Given text.
━━━━━━

GT Minor Requirement – Overview
As per Georgia Tech guidelines, in addition to adequate knowledge in their major field of intended research, the student must demonstrate mastery of another body of knowledge – the minor field, preferably outside the student’s school. The purpose of the minor is to encourage a more diverse interest on the part of the student and to provide a broader basis for the evaluation of their capabilities.
Required Coursework
The minor field of study will consist of at least 6 credit hours of work in related courses, agreed upon by both the student and their advisor. Once the student has satisfactorily completed the minor requirement as required by the Institute, the appropriate form (download from the Georgia Tech website) must be completed and sent to the Office of Graduate Studies for final approval and recording prior to graduation. Minor field of study courses must be completed on a letter grade basis and should include non-NEUR designated courses. The courses should be at the 6000 level or above, but use of certain 4000 level courses may be appropriate with special approval.
Courses to Consider:
Please note that this list is not a complete list. It is merely to give you an idea of courses you might consider.

━━━━━━

Study material.
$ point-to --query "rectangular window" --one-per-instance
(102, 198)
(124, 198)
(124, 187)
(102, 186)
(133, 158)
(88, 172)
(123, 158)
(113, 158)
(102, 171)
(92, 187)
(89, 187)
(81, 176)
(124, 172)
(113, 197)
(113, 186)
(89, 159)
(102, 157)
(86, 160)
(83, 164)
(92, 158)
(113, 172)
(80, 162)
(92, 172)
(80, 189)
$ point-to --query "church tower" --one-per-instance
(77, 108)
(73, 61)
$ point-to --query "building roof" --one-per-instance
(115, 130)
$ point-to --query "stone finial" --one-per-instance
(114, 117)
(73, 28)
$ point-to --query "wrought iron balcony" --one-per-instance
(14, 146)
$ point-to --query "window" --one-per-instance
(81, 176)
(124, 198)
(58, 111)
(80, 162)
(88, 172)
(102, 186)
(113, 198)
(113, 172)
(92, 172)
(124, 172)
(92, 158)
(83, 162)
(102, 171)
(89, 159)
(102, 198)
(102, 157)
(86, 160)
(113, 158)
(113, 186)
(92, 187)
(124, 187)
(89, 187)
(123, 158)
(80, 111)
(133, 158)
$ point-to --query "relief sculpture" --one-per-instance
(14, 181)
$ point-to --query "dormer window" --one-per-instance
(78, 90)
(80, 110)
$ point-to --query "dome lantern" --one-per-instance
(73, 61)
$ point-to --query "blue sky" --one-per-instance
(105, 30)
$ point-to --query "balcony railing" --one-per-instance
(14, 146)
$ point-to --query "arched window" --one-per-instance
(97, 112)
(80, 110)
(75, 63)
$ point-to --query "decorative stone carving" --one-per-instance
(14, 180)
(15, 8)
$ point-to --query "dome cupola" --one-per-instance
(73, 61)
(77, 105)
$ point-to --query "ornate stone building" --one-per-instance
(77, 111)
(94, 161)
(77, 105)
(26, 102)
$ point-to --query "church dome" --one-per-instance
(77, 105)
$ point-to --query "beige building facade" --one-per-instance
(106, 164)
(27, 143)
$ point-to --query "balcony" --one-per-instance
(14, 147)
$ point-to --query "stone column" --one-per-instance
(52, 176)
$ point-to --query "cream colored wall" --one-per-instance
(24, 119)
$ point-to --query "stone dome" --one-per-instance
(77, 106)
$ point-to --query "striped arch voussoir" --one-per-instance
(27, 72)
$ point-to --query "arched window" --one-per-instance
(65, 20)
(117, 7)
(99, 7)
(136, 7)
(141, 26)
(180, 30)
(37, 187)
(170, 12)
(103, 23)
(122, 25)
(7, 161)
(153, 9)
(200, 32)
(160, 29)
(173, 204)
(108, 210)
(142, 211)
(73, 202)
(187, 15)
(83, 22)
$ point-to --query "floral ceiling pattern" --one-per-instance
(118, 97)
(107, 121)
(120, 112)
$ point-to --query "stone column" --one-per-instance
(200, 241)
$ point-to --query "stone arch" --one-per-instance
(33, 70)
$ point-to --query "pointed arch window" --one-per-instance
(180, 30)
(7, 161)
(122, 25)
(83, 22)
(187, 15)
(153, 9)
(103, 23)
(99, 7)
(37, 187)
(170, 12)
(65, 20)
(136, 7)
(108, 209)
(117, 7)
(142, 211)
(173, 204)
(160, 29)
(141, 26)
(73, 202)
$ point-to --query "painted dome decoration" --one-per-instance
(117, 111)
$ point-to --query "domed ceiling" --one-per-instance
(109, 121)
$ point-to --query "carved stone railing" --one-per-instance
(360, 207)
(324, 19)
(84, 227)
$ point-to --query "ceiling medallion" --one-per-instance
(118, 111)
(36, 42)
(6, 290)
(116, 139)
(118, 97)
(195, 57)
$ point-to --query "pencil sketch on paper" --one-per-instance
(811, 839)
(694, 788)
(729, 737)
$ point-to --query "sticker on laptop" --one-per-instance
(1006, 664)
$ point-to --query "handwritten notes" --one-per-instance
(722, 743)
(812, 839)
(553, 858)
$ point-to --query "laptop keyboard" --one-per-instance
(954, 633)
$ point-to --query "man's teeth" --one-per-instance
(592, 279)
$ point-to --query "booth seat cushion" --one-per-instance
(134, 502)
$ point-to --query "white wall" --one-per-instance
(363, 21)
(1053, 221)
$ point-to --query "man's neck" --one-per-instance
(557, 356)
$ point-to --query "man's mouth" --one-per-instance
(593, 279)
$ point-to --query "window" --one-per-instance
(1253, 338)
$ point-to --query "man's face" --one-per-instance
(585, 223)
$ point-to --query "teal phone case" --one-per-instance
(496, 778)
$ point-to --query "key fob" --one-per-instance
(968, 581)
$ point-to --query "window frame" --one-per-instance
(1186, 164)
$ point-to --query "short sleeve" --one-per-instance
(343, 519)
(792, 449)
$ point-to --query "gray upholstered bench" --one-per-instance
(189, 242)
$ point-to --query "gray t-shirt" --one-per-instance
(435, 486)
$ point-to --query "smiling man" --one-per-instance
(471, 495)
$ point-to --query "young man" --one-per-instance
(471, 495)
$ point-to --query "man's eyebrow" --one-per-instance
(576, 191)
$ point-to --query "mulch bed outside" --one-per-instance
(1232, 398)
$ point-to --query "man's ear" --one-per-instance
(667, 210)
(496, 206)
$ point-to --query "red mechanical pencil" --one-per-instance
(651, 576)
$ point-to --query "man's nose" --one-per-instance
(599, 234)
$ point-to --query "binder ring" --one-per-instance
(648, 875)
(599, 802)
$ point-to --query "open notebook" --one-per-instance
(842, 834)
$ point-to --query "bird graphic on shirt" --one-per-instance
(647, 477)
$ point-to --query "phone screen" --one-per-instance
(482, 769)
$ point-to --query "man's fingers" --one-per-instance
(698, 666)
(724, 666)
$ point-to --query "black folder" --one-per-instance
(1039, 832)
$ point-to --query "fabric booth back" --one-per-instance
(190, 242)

━━━━━━

Work order. Translate this sentence from the Georgia Tech minor requirement overview into Spanish: "The minor field of study will consist of at least 6 credit hours of work in related courses, agreed upon by both the student and their advisor." The lines have nothing to do with the Georgia Tech minor requirement overview.

Response area. El campo secundario de estudio constará de al menos 6 horas de crédito de trabajo en cursos relacionados, acordados tanto por el estudiante como por su asesor.